◆ Goal of the exercise ◆
Continue the editorial on US Ambassador Michele Sison's remarks about the UNHRC resolution on Sri Lanka from its final sentence.

01 April 2014

Sison wrong, Cameron right

US Ambassador Michele Sison got it wrong.  Addressing a media briefing following the UNHRC vote on Sri Lanka, Sison dismissed allegations that the US-backed resolution was ‘against’ Sri Lanka.  In other words it was ‘for’ Sri Lanka, she implies. 

Now if the Government of Sri Lanka, which represents the people of Sri Lanka, thinks a resolution is ‘for’ the country, it would not oppose it.  The main opposition parties blame the government for putting the country in a position where such a resolution could be tabled and approved, have not exactly endorsed the document.   Only the Tamil National Alliance has openly cheered the resolution. The TNA, one time mouthpiece of a terrorist organization which continues to let pro-LTTE elements or LTTE-remnants to dictate party policy, is but a regional political entity whose sway is limited to just one province. 

For Sison to imply that she knows better than Sri Lankan what is ‘good’ or ‘bad’ for Sri Lanka and Sri Lankans is unadulterated condescension.  From any other diplomat it would deserve the tag ‘unbecoming’, but she’s the representative of a country that has the word ‘ugly’ stuck on diplomacy and diplomat.  She got it wrong, but that’s not a surprise then.

◆ Record extracts ◆

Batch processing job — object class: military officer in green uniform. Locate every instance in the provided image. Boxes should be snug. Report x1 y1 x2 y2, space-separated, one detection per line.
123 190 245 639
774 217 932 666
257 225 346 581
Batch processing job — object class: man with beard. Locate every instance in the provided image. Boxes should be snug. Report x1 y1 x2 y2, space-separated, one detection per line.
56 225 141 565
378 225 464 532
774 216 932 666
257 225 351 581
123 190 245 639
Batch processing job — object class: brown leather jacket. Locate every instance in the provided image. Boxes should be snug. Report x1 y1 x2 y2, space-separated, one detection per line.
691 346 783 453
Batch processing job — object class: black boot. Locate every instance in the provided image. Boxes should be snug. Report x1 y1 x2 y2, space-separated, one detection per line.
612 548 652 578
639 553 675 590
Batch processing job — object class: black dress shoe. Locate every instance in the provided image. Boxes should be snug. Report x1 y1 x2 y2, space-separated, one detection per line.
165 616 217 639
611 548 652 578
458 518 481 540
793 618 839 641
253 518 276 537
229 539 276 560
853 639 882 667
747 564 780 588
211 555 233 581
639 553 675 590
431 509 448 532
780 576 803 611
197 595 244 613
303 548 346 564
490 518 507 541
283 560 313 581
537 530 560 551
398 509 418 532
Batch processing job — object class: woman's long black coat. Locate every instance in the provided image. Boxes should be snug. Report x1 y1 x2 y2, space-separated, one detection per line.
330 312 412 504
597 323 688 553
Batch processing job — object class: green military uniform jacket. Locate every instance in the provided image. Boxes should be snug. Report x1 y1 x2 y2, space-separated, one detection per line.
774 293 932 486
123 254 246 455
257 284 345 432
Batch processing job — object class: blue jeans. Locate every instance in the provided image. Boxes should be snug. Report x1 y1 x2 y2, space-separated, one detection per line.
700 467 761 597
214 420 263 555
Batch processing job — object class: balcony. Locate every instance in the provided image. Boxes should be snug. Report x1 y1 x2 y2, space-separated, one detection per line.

◆ Output for this task ◆
It must be mentioned that the USA didn’t cover itself in glory when other resolutions were debated, in particular five resolutions condemning Israel (the USA was the sole ‘nay-sayer’) and the Pakistan-led resolution on drone attacks which sailed through over the objections of the USA, Britain, France and a handful of other members who interestingly had voted against (yes) Sri Lanka.  

The USA objected to ‘the singling out of Isreal’, even though not too many hours before it put its full weight on ‘singling out Sri Lanka’. 

Sison got it wrong, but British Prime Minister David Cameron did not.  Cameron said ‘the UNHRC decision on Sri Lanka is a victory for its people’.  He got the wording right. His reasoning was off the mark and in that he was quite ‘Sisonic’.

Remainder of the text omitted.